↓
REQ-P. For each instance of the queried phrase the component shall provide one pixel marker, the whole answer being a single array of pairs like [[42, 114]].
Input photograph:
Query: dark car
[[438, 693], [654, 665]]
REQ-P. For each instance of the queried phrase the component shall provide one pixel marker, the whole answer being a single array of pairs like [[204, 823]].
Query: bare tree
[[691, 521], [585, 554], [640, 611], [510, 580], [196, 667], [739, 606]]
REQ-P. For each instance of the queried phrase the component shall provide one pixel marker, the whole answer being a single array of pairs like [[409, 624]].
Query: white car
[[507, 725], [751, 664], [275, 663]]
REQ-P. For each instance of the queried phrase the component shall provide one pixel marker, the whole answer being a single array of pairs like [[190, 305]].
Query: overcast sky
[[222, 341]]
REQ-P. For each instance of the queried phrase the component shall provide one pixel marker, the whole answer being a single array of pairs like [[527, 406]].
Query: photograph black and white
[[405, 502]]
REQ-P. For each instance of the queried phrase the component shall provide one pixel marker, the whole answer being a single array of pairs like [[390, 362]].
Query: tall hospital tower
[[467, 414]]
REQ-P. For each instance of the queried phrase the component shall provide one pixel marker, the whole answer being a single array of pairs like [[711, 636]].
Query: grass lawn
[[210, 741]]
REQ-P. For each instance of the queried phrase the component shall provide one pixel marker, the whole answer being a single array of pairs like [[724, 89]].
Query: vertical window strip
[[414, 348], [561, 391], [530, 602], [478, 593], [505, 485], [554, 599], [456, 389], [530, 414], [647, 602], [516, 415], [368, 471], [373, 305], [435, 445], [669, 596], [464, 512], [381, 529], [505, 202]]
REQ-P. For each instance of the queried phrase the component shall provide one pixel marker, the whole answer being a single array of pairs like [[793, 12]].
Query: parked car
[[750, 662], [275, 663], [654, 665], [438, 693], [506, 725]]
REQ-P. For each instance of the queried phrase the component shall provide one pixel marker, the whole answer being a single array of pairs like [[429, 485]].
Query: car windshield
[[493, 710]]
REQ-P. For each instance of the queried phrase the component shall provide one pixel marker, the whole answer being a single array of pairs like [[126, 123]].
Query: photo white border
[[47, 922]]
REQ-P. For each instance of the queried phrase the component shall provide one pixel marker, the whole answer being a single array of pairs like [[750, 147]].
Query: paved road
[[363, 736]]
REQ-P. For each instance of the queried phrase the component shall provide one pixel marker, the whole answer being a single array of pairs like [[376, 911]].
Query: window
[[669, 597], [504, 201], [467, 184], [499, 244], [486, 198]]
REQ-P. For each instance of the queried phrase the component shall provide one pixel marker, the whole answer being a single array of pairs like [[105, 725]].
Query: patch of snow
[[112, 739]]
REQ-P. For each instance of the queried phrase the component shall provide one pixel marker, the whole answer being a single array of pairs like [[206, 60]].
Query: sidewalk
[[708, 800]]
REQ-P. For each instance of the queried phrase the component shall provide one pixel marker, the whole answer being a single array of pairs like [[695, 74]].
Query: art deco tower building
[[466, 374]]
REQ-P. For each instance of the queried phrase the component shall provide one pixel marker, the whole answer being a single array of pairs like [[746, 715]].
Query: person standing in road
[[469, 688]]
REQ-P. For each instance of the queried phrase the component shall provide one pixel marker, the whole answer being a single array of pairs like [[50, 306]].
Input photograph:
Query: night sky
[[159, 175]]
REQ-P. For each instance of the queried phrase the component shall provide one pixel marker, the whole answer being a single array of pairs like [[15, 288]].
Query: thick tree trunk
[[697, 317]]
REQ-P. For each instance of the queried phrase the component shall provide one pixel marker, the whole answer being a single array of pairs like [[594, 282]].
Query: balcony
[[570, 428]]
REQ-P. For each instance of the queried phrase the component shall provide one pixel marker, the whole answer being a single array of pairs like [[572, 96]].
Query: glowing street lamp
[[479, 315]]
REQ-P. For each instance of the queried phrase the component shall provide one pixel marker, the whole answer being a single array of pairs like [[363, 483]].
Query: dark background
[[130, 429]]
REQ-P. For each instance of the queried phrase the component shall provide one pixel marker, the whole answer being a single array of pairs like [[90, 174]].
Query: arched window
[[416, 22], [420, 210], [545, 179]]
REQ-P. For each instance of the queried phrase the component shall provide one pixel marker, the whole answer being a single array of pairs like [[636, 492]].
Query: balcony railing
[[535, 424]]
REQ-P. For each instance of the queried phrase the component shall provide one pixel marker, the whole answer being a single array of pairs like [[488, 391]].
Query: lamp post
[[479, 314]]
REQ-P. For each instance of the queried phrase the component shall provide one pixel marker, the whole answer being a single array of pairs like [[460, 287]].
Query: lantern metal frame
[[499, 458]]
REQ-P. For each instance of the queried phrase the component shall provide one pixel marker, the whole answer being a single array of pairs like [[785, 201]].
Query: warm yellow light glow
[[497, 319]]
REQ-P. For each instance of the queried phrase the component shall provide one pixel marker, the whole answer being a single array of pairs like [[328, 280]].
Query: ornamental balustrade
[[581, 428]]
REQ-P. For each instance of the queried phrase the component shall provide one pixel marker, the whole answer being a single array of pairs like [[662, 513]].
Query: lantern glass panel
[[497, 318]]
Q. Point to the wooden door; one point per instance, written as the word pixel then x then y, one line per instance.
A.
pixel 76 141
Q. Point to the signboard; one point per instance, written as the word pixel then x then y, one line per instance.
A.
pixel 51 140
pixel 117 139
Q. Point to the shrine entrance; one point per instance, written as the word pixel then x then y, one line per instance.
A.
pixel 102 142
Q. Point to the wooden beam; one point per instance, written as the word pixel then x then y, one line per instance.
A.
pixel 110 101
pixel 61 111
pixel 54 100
↑
• How to complete this task:
Reproduce each entry precisely, so that nothing differs from the original.

• Written answer:
REQ-P. For each instance of the queried phrase the component shall provide one pixel marker, the whole answer being a single array of pairs like [[42, 114]].
Input photograph:
Query: dark car
[[438, 693], [654, 665]]
REQ-P. For each instance of the queried phrase the component shall provide one pixel marker, the whole answer being a single array of pairs like [[204, 823]].
Query: bare tree
[[691, 521], [585, 554], [640, 611], [510, 580], [196, 667], [739, 606]]
REQ-P. For each instance of the queried phrase the component shall provide one pixel marker, the whole answer being a single array of pairs like [[409, 624]].
Query: white car
[[507, 725], [751, 664], [275, 663]]
REQ-P. For each instance of the queried phrase the component shall provide one pixel marker, the whole answer being a single array of pairs like [[190, 305]].
Query: overcast sky
[[222, 341]]
REQ-P. For each instance of the queried phrase the component shall provide one pixel marker, the whole answer being a single array of pairs like [[527, 406]].
Query: photograph black and white
[[405, 502]]
REQ-P. For each instance of the queried phrase the component shall provide one pixel marker, the whole answer being a single array of pairs like [[390, 362]].
Query: tall hospital tower
[[467, 414]]
REQ-P. For each instance of the queried phrase the component shall provide one pixel marker, the whole answer being a single array of pairs like [[711, 636]].
Query: grass lawn
[[210, 741]]
REQ-P. For each instance of the queried phrase the component shall provide one pixel marker, the whole answer being a single array of pairs like [[724, 89]].
Query: vertical window strip
[[414, 348], [561, 391], [530, 602], [478, 593], [505, 485], [554, 599], [456, 389], [530, 414], [647, 602], [516, 415], [368, 471], [373, 305], [435, 445], [669, 596], [464, 512], [381, 529], [505, 202]]
REQ-P. For each instance of the queried phrase the component shall provide one pixel marker, the whole answer being a single array of pairs like [[793, 12]].
Query: parked car
[[750, 662], [275, 663], [654, 665], [438, 693], [506, 725]]
REQ-P. For each instance of the queried phrase the component shall provide one pixel marker, the whole answer being a single array of pairs like [[429, 485]].
Query: car windshield
[[493, 710]]
REQ-P. For each instance of the queried phrase the component shall provide one pixel marker, the whole answer being a single array of pairs like [[126, 123]].
Query: photo white border
[[47, 922]]
REQ-P. For each instance of the queried phrase the component shall provide one pixel marker, the whole answer being a single array of pairs like [[750, 147]].
Query: paved road
[[363, 736]]
REQ-P. For each instance of the queried phrase the component shall provide one pixel marker, the whole answer being a single array of pairs like [[376, 911]].
Query: window
[[669, 597], [504, 201], [467, 184], [499, 244], [486, 198]]
REQ-P. For each instance of the queried phrase the component shall provide one pixel marker, the whole answer being a single array of pairs like [[105, 725]].
Query: patch of snow
[[112, 739]]
REQ-P. For each instance of the queried phrase the component shall provide one pixel marker, the whole answer being a single array of pairs like [[206, 60]].
Query: sidewalk
[[708, 800]]
REQ-P. For each instance of the queried phrase the component shall provide one pixel marker, the whole answer being a single array of pairs like [[695, 74]].
Query: art deco tower building
[[466, 374]]
REQ-P. For each instance of the queried phrase the component shall provide one pixel marker, the whole answer being a single array of pairs like [[746, 715]].
Query: person standing in road
[[469, 688]]
REQ-P. For each instance of the queried phrase the component shall provide one pixel marker, the whole answer being a single array of pairs like [[50, 306]].
Input photograph:
Query: night sky
[[159, 175]]
REQ-P. For each instance of the queried phrase the component shall provide one pixel marker, the whole answer being a single array of pairs like [[15, 288]].
Query: thick tree trunk
[[697, 317]]
REQ-P. For each instance of the queried phrase the component shall provide one pixel marker, the whole answer being a single array of pairs like [[594, 282]].
Query: balcony
[[570, 428]]
REQ-P. For each instance of the queried phrase the component shall provide one pixel marker, the whole answer being a single array of pairs like [[572, 96]].
Query: glowing street lamp
[[479, 315]]
REQ-P. For each instance of the queried phrase the component shall provide one pixel marker, the whole answer being a single array of pairs like [[363, 483]].
Query: dark background
[[130, 429]]
REQ-P. For each instance of the queried phrase the component shall provide one pixel marker, the whole answer being a single array of pairs like [[90, 174]].
Query: arched window
[[416, 22], [420, 210], [545, 179]]
REQ-P. For each instance of the queried phrase the component shall provide one pixel marker, the whole answer being a single array of pairs like [[636, 492]].
Query: balcony railing
[[535, 424]]
REQ-P. For each instance of the queried phrase the component shall provide one pixel marker, the whole answer being a single array of pairs like [[488, 391]].
Query: lamp post
[[479, 314]]
REQ-P. For each instance of the queried phrase the component shall provide one pixel marker, the whole answer being a single array of pairs like [[460, 287]].
Query: lantern metal frame
[[499, 458]]
REQ-P. For each instance of the queried phrase the component shall provide one pixel marker, the whole answer being a single array of pairs like [[785, 201]].
Query: warm yellow light glow
[[497, 319]]
REQ-P. For each instance of the queried phrase the component shall provide one pixel marker, the whole answer being a single array of pairs like [[328, 280]].
Query: ornamental balustrade
[[581, 428]]
REQ-P. For each instance of the queried phrase the component shall provide one pixel marker, the whole answer being a single array of pairs like [[662, 513]].
Query: lantern glass panel
[[497, 318]]
Q. Point to the wooden door; one point per instance, written as the word pixel then x then y, one line per instance.
A.
pixel 76 141
Q. Point to the signboard; one point per instance, written as the word pixel then x then y, one line per instance.
A.
pixel 51 140
pixel 117 139
Q. Point to the shrine entrance; one point per instance, written as the word pixel then x then y, one line per instance.
A.
pixel 102 142
Q. Point to the wooden beam; one point per instance, written as the word pixel then x then y, one line per instance.
A.
pixel 110 101
pixel 61 111
pixel 54 100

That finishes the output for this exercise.